**Your objective:** Copy the result of filtering the entries below for lines that include the string "carry".

(Point-per-instance localization data)
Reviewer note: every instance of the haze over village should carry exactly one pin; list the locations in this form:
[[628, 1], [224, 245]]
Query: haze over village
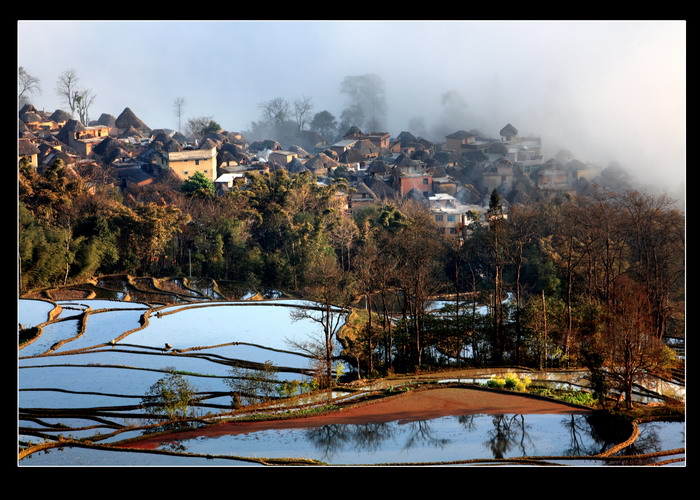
[[276, 243], [605, 94]]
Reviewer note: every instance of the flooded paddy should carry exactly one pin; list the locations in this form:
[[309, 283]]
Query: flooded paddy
[[85, 374]]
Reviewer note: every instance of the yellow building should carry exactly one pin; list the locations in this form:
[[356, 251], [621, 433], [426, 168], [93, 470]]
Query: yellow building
[[185, 163]]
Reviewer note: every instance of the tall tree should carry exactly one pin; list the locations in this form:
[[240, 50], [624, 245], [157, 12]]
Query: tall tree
[[302, 108], [77, 99], [496, 217], [325, 124], [657, 240], [522, 231], [275, 111], [179, 105], [329, 292], [84, 100], [27, 86], [367, 101], [633, 350]]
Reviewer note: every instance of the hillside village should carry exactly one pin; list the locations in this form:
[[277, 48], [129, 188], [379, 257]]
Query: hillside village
[[453, 179]]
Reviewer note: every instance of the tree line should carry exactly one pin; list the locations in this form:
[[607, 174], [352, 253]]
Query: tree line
[[570, 282]]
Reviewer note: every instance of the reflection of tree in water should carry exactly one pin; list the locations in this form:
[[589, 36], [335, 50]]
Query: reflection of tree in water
[[420, 432], [648, 441], [467, 421], [328, 439], [607, 430], [509, 431], [371, 437], [579, 435]]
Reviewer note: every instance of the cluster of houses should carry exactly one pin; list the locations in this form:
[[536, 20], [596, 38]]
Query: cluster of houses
[[454, 179]]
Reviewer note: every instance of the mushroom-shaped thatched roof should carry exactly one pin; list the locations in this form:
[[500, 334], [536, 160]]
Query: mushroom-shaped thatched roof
[[353, 132], [363, 189], [60, 116], [509, 131], [351, 155], [301, 152], [161, 136], [460, 134], [106, 146], [258, 146], [365, 148], [321, 161], [417, 195], [446, 157], [25, 148], [107, 120], [404, 160], [127, 119], [29, 114], [468, 195], [378, 167], [170, 146], [296, 166], [497, 148], [208, 144], [438, 171], [405, 138], [331, 154], [380, 188], [421, 155], [130, 132], [69, 129]]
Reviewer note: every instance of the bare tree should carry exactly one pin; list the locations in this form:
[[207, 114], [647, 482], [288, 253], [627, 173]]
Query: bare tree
[[275, 110], [302, 108], [27, 85], [635, 353], [179, 104], [83, 100], [329, 293], [67, 88]]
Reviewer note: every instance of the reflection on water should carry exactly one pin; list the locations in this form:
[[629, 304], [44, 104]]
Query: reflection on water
[[438, 440]]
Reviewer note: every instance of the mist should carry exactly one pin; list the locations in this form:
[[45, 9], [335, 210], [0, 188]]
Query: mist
[[604, 90]]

**Solution to this problem:**
Reviewer note: every instance of the haze over village should carry exactly one pin; list the locations in this form:
Reviewer note: every instance of the flooded paddy should carry exactly one pin; list the locations in this form:
Reviewer note: every instance of the yellow building should carry exactly one pin; list the locations in this form:
Reviewer note: every instance of the tall tree should carry exactly one pin; list the locations in this form:
Reviewer note: every instance of the hillside village should carry exactly one pin; list the locations in this form:
Reviewer note: every instance of the tree line should carry exactly one pin; list the locations in this form:
Reviewer note: every instance of the reflection of tree in water should carry exactly one pin; list the locations in this form:
Reviewer note: every instance of the cluster of houses should carry exactly one pin; list the locations in this form:
Reviewer note: every instance of the mushroom-shaped thatched roof should carry exactly one pin; list the locations in this form:
Reviewer note: every instance of the bare tree should carry exactly one pin; list the locations in this form:
Reviewer note: every instance of the reflection on water should carry exactly one pin; list the locations in this form:
Reviewer note: every instance of the mist should carry exactly one pin; list the locations in this form:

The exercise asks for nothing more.